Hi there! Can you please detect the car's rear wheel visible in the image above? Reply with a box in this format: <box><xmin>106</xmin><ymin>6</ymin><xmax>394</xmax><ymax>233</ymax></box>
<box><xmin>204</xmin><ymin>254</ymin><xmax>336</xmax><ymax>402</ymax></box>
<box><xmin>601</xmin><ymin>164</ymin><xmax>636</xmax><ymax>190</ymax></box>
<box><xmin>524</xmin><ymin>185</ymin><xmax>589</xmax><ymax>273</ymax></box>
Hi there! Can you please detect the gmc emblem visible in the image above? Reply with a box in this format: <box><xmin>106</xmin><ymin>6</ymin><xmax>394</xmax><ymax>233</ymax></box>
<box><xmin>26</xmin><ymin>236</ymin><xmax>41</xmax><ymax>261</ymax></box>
+---+
Work request
Write the whole listing out again exactly.

Answer section
Hi there! Can you please detect the car's rear wheel visible in the image above? Reply with a box in this format: <box><xmin>106</xmin><ymin>6</ymin><xmax>394</xmax><ymax>233</ymax></box>
<box><xmin>204</xmin><ymin>254</ymin><xmax>336</xmax><ymax>402</ymax></box>
<box><xmin>601</xmin><ymin>164</ymin><xmax>636</xmax><ymax>190</ymax></box>
<box><xmin>524</xmin><ymin>185</ymin><xmax>589</xmax><ymax>273</ymax></box>
Hi there! Can you please detect the gmc emblem visible in the image above? Reply with a box in this format: <box><xmin>106</xmin><ymin>6</ymin><xmax>394</xmax><ymax>233</ymax></box>
<box><xmin>26</xmin><ymin>236</ymin><xmax>41</xmax><ymax>261</ymax></box>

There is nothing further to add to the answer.